Problem statement:
Return the data word for word, starting at the line that contains "one marker per instance, written like [310,281]" and stopping after the line that contains "Target: white star-shaped flower".

Working data:

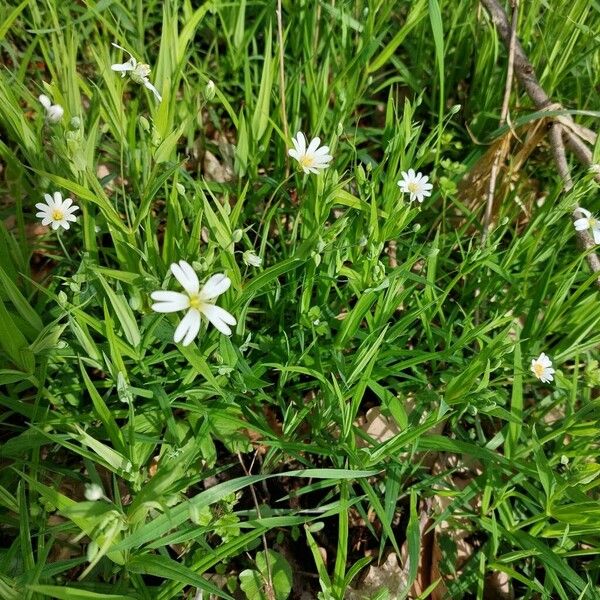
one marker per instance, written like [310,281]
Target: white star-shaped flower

...

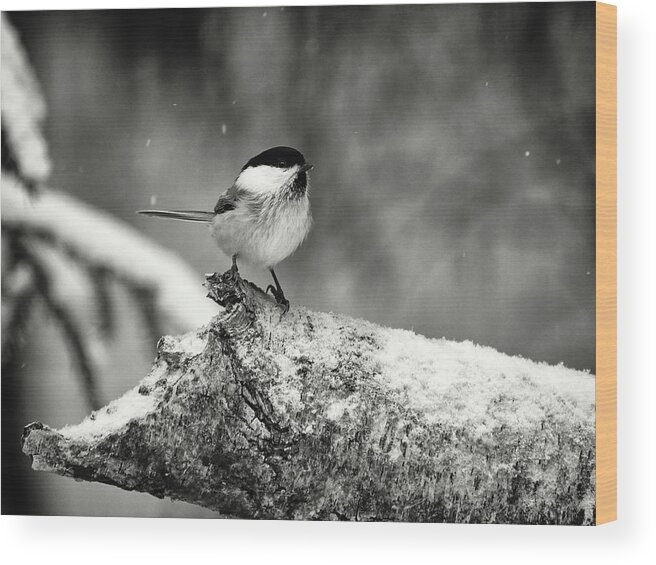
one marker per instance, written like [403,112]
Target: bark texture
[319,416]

Reply:
one marker per instance, written like [310,281]
Target: white star-shaped flower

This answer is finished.